#### Directions for this task
Extend the piece on Rhode Island's housing shortage below, picking up right after its final sentence.

Rhode Island has always been a pretty expensive place to live, but for a number of reasons it has become much more so lately. There are just too few homes. One of the things Rhode Island is doing is exploring ways to have a major impact on housing supply. That includes a state initiative to study a more active and direct role in the development of Affordable housing in the state through a state-controlled public development entity, similar to the Housing Opportunities Commission of Montgomery County, Maryland. When people are revisiting public ownership models and reigniting a conversation about the state and federal government’s role in building and owning housing, that is remarkable.

Another innovation that Rhode Island has pioneered is the creation and staffing of a Proactive Development entity, lead by Ben Frost as President. Ben is a true housing advocate, policymaker, and thought leader who is serious about contributing to solving the housing crisis in Rhode Island. Proactive Development works with government agencies, municipalities, developers and the public to grow housing production across the state. Serious housing people need to roll up their sleeves and get stuck into the messy work that is untangling, repairing, and rebuilding systems. Rhode Island is doing just that.

This is an international challenge and there are a lot of lessons that can be learned from others’ collective experience. Every tool in the toolbox is needed, especially in times of inflationary pressure and regulatory uncertainty. High, and rising, insurance costs are a topic of conversation in commercial real estate circles, and it is something that has an outsized impact on Affordable housing because of the regulated and restricted income potential in relation to the operating costs. If it costs more to build and operate a unit of housing, fewer units of housing can be added to supply for the same amount of investment. Insurance and operating cost pressures are issues housing professionals in Rhode Island are intimately aware of.

Connecting the Problem to Common Issues and Communities

Each of these problems (lack of supply, affordability, escalating development and operating costs) is foundational to understanding just how complex and complicated the housing question is, and how the problem needs to be analyzed, and solutions crafted. Each lever, on both the supply side and the demand side, should be analyzed to determine what opportunities exist for influence and what strategies are necessary for change.

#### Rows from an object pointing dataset
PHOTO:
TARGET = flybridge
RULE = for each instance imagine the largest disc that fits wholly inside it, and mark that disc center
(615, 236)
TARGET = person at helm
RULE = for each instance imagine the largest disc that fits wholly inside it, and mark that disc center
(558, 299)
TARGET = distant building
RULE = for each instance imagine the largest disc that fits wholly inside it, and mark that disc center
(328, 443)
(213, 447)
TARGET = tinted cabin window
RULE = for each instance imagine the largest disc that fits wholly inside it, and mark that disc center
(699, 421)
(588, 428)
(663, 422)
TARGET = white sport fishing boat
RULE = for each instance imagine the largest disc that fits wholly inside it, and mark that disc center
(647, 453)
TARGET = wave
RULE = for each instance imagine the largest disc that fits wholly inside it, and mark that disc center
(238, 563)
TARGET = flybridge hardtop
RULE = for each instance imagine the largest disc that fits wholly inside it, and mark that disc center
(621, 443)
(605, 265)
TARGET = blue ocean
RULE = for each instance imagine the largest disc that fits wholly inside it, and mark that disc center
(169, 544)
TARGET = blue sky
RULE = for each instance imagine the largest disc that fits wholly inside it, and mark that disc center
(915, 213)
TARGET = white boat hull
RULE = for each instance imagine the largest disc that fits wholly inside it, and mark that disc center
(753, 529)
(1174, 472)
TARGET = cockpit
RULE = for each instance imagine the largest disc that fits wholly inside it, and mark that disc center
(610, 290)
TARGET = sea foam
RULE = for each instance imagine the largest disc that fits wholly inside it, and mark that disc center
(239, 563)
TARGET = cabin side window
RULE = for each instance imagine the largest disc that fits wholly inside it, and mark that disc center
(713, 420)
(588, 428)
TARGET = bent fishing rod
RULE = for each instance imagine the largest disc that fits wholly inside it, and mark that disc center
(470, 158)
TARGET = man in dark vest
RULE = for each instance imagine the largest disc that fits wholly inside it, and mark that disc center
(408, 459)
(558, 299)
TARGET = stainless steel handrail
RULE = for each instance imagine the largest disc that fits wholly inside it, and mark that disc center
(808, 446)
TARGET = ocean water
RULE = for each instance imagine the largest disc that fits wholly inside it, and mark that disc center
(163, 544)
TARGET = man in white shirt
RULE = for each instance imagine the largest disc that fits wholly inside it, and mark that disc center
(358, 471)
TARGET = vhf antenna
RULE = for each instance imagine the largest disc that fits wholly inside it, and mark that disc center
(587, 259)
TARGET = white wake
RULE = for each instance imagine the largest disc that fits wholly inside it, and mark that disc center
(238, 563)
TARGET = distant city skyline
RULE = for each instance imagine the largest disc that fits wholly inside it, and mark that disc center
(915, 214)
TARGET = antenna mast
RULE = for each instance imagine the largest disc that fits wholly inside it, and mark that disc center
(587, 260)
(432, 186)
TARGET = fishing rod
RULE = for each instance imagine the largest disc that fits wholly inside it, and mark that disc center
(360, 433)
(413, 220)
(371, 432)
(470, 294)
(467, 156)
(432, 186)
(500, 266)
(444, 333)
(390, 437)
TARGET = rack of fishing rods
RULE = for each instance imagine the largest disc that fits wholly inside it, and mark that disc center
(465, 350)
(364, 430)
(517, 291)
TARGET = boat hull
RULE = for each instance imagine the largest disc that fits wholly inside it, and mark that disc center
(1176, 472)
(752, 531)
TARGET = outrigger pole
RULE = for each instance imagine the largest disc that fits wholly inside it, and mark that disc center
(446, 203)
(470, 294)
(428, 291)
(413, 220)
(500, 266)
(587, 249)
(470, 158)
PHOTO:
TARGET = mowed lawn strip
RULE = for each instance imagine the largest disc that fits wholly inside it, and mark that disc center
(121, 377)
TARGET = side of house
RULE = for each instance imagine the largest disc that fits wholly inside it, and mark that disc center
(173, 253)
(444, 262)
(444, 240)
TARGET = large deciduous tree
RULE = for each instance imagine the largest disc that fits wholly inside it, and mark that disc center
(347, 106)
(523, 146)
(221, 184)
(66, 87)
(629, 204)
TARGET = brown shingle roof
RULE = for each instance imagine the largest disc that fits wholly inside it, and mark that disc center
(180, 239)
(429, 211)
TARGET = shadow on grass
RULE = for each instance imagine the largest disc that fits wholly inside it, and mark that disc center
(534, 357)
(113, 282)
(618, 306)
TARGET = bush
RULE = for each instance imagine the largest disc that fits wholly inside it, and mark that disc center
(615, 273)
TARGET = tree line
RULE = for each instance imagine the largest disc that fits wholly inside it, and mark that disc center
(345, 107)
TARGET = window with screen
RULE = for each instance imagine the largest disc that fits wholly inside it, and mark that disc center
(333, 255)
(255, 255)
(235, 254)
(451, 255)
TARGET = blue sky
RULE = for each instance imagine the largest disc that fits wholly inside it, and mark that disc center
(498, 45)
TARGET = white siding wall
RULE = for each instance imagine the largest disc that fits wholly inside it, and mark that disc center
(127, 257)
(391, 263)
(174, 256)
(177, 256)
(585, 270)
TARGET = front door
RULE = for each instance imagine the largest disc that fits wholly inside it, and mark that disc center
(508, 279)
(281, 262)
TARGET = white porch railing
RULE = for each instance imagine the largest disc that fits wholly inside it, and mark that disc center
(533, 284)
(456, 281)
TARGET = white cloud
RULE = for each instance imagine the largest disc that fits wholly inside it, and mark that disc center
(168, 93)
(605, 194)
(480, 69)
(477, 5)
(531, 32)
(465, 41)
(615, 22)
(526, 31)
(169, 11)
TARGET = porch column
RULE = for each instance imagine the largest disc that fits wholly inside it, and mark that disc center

#### Response to the task
It is generally true that the cost of housing is made up of three main parts: the cost of the land, the cost of building construction, and the cost of ongoing property operations once complete.  There are seven primary levers that directly impact the cost and availability of housing in most markets. Each of these levers can be pulled or pushed to influence the cost of housing and therefore the level of availability, affordability and ultimate development and delivery. The three main cost centers of land, construction, and operations have subgroups with individual line items that need focus, and each participant in the housing value chain has an opportunity to influence one or more of those subgroups, especially policymakers.

  1. Land and Infrastructure are significant initial cost centers, and the availability of land is a barrier to development.  A lower land cost means a lower per-unit development cost, so if it is possible to reduce the cost of land, by increasing the density of the site through density bonuses, value capture subsidies, or subsidized infrastructure costs, housing becomes more affordable to produce.  If the development is the beneficiary of low or no-cost land, the project costs will be lower, and housing becomes more financially feasible to develop. Allowing greater density on smaller-sized lots is a powerful tool in unlocking value that allows developers to make a deal pencil, where it previously might not have.
  2. Entitlements and Regulation typically includes the many permits and legal and regulatory hurdles that need to be met in order to build housing, and they can vary significantly with geography and jurisdiction.  Expedited permitting, approvals, and planning review can result in lower costs and shorter timelines, which reduce risk and ultimately expense. Reliability and predictably of comprehensive permitting processes are a benefit to this exercise and pave the way for risk reduction in entitlements. Rhode Island is looking to reform its standardized local real estate tax treatment for Affordable housing developments, locally known as the 8% Law.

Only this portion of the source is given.